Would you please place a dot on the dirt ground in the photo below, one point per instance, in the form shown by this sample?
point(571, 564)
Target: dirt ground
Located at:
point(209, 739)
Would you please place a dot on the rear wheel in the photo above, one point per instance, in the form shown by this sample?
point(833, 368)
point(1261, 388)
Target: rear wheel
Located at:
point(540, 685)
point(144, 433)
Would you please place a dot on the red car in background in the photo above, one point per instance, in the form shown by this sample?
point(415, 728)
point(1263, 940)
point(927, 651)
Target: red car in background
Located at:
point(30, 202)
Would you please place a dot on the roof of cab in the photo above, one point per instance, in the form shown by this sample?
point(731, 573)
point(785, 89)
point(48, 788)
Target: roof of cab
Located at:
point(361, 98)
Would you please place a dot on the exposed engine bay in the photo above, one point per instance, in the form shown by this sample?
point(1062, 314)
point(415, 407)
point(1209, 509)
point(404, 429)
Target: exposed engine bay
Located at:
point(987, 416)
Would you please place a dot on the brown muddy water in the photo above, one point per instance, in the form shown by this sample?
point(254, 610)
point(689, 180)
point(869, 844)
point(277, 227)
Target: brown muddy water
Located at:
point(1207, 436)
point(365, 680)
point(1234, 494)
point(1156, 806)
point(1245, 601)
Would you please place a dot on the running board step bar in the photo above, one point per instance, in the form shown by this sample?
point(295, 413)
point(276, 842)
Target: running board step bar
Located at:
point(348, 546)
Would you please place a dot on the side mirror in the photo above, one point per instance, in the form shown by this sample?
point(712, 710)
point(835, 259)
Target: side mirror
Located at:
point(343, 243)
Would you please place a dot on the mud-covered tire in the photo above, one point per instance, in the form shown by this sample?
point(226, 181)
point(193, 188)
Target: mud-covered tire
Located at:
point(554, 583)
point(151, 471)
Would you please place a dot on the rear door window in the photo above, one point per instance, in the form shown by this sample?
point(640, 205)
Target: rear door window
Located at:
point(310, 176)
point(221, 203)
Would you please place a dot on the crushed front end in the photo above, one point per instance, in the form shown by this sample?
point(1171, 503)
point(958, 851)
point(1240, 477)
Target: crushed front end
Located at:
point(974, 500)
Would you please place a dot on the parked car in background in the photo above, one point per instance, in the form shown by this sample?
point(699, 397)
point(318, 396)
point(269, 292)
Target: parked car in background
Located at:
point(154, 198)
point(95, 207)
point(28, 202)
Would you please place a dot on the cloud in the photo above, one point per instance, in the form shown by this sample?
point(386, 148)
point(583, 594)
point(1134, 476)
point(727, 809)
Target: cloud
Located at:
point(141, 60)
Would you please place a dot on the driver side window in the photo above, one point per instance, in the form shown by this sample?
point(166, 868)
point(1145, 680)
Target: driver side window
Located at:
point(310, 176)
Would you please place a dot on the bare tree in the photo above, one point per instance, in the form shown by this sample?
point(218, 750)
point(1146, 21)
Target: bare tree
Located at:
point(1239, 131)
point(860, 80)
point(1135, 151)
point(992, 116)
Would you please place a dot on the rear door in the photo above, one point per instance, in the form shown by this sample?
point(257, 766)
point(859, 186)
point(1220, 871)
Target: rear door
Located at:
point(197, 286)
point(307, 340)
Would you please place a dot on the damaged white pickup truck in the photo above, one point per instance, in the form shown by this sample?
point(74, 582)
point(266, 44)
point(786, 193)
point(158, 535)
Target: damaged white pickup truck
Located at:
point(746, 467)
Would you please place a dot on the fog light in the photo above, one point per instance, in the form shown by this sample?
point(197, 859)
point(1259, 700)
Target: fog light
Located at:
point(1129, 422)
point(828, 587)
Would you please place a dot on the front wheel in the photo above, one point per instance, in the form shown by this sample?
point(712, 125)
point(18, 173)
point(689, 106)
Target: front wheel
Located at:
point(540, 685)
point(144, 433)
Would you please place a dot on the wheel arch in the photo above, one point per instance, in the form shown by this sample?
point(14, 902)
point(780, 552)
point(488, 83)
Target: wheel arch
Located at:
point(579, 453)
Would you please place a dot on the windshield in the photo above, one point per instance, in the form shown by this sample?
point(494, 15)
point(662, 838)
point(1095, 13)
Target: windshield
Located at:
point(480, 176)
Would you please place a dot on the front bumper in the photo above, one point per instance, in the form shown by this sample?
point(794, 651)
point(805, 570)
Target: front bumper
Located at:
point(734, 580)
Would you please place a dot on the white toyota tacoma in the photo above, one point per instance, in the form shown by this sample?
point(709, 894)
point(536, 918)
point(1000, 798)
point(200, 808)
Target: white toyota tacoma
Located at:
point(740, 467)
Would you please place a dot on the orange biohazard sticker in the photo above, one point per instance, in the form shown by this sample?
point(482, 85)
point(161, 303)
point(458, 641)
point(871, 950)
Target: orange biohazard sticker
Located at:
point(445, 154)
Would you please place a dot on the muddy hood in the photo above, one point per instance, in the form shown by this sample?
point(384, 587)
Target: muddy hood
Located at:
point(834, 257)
========================
## EXERCISE OBJECTIVE
Reproduce precisely the span of lines that begins at the line containing "Would you please place a dot on the rear door in" and ends with the last line of the listing.

## THE OUTPUT
Would you please place a dot on the rear door in the photo above, one point per instance, in the form shown by this sample?
point(257, 766)
point(859, 186)
point(1220, 871)
Target: rear door
Located at:
point(197, 286)
point(307, 340)
Would you please place a dot on the damaged white pickup truck in the photo above, one point per instance, in the form shown by this sample?
point(74, 582)
point(266, 44)
point(786, 193)
point(158, 535)
Target: damaged white pickup truck
Located at:
point(746, 467)
Would you please place a dot on the fog light in the photo above, one point per instance, in the form shown by this sample?
point(197, 859)
point(1259, 700)
Target: fog light
Located at:
point(1129, 422)
point(828, 587)
Would you please place a dot on the front wheel in the photo above, one point per instance, in the form shown by this sample?
point(712, 125)
point(18, 173)
point(689, 106)
Target: front wheel
Located at:
point(540, 685)
point(144, 433)
Would you please place a dot on the wheel arch in the photo above, one point per instance, in the form shown by this sample?
point(14, 902)
point(780, 552)
point(488, 83)
Target: wheel arch
Located at:
point(579, 453)
Would you please place a dot on the windshield in the photo above, one point per instance, in the form shown by this sample?
point(494, 15)
point(662, 838)
point(1095, 13)
Target: windshield
Located at:
point(480, 176)
Would you please place a dot on the front bumper in the photo above, one point per instance, in the form shown by this sample?
point(794, 651)
point(805, 570)
Target: front bumper
Located at:
point(734, 580)
Would you please place a dot on the white toyota tacoma in the photo above, one point per instance, in the form shown by this sample?
point(709, 894)
point(536, 918)
point(1000, 798)
point(200, 808)
Target: white toyota tacoma
Located at:
point(740, 467)
Would you please place a dot on the orange biohazard sticker in the photo above, one point per instance, in the form shown by this sample?
point(482, 85)
point(161, 303)
point(458, 641)
point(871, 950)
Target: orange biohazard sticker
Located at:
point(445, 154)
Would you please place a dot on the muddy hood in the photo above, one point per instance, in the form shown by this sample?
point(384, 587)
Target: muddy hood
Located at:
point(834, 257)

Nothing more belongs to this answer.